_PROVIDED MATERIAL:_
==========

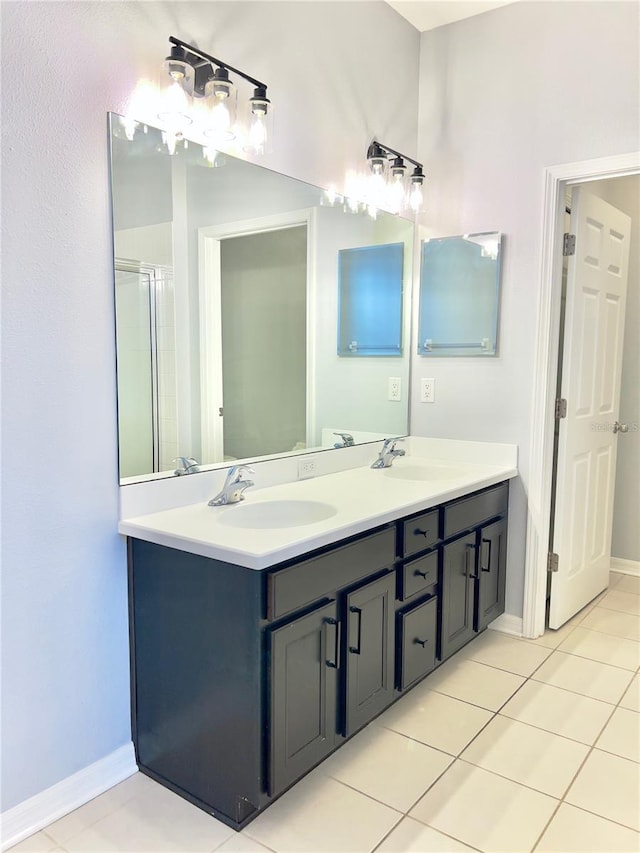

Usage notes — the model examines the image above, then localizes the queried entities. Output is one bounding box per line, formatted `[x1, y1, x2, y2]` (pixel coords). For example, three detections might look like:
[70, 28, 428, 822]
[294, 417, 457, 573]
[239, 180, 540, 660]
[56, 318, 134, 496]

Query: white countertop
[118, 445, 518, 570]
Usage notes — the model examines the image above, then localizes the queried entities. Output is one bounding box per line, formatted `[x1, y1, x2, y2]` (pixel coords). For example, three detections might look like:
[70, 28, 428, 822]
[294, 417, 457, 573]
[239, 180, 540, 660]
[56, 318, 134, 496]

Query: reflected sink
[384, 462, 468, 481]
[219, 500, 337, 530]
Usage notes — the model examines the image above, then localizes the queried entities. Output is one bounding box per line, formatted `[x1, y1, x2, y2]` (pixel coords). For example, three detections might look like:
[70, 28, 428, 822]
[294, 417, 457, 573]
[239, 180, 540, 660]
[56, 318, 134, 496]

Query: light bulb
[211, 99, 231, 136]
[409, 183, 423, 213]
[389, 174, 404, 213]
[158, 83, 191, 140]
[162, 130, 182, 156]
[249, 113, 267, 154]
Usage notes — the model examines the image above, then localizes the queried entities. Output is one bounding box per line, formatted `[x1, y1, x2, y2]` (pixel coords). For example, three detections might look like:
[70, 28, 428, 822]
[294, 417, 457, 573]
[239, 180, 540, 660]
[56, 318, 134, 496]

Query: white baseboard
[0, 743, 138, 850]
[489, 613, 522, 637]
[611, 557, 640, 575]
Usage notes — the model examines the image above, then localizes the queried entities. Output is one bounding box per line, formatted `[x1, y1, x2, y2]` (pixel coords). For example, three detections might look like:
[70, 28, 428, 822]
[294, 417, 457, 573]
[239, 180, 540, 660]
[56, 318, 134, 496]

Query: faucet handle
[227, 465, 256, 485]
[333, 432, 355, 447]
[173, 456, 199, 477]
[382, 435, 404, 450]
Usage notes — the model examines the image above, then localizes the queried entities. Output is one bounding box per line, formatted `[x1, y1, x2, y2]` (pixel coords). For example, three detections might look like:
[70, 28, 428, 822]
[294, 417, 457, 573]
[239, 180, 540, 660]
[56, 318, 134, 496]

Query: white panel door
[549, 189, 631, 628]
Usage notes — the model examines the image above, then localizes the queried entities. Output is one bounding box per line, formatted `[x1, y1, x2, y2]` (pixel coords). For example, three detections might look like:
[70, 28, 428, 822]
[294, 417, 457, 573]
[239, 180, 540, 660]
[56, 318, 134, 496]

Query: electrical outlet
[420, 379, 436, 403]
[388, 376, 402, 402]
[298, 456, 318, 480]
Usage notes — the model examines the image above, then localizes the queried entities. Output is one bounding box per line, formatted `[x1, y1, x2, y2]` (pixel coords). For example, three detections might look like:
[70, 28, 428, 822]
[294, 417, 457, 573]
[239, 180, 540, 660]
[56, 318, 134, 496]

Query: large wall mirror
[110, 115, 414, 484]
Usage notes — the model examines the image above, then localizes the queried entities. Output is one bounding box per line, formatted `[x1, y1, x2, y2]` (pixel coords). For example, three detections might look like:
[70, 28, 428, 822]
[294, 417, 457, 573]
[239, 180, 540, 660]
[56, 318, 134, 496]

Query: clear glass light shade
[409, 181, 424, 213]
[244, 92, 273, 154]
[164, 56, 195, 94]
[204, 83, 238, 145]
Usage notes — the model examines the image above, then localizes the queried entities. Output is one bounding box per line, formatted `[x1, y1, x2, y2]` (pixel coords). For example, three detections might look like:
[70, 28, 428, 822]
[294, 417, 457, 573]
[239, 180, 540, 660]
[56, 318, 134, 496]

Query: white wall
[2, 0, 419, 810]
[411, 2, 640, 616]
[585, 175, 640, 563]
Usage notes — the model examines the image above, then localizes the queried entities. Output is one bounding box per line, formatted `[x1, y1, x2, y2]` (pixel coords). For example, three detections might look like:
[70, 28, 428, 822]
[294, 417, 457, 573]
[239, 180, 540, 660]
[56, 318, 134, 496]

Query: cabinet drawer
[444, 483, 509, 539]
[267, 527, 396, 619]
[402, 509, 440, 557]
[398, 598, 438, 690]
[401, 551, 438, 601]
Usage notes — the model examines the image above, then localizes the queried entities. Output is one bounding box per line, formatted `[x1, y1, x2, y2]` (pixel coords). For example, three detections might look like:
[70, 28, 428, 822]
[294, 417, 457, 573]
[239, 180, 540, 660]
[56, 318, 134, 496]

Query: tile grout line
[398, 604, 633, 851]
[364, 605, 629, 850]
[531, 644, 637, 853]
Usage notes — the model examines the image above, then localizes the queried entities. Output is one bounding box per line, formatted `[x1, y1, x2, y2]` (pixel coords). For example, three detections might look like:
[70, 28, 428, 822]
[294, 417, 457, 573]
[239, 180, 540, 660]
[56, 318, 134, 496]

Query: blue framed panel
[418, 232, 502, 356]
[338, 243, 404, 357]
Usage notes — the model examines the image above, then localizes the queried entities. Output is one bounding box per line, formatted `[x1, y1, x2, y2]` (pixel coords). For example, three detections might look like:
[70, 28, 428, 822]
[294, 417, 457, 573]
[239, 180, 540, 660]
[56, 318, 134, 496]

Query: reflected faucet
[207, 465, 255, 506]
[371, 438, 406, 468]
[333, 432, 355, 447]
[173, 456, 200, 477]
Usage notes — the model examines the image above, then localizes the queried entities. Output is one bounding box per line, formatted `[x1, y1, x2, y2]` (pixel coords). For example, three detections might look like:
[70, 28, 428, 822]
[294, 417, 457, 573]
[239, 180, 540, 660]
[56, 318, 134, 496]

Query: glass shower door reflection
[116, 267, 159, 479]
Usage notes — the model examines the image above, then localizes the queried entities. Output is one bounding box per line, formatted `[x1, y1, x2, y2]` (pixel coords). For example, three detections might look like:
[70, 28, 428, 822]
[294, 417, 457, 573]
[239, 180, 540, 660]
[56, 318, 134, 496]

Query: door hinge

==========

_SET TASK:_ Rescale the rows above from their start up to and including the line with "[219, 500, 337, 530]": write them out again with the requests, multiplying every bounding-box coordinate in the answers by 1.7 and rounding to whole numbers with halves going up, but leaving the sample numbers in the requests as they are. Leave out the pictures.

_RESULT OF THE TASK:_
Usage notes — the model examines the image above, then localizes the queried entities. Output is one bounding box per line, formatted `[x1, y1, x2, y2]` (pixel coords). For example, three detections might look like:
[70, 28, 428, 822]
[294, 417, 457, 573]
[239, 180, 540, 660]
[56, 318, 134, 496]

Query: white countertop
[201, 757, 881, 969]
Usage notes — the model examines the image above, then localizes the queried entities. Output is one bounding box per line, formatted `[x1, y1, x2, y2]` (pixel coords). For example, three detections might look like:
[70, 28, 428, 822]
[294, 417, 457, 573]
[239, 180, 540, 660]
[56, 318, 134, 496]

Query: reflected sink
[653, 785, 796, 818]
[372, 850, 573, 901]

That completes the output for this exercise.